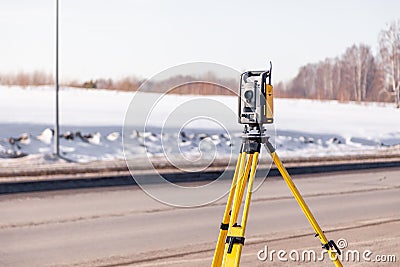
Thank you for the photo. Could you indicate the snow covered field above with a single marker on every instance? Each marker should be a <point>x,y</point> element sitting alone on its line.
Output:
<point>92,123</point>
* * *
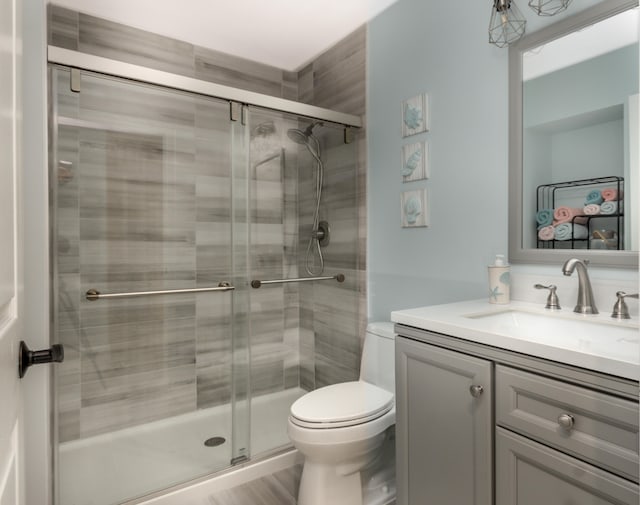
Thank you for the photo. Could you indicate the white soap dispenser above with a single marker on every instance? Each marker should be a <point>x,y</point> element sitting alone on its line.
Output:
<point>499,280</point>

ACTIVITY: Above are the entries; copy every line among them that contains the word "element".

ANSWER SECTION:
Thank you for the photo. Could you indicate the snow covered field above with a single marker on every instance? Each marker should be a <point>x,y</point> element sitting alone on its line.
Thank you for the photo. Could you indicate the white soap dispenser above with a single marker on every instance? Each marker should be a <point>x,y</point> element sitting alone on its line.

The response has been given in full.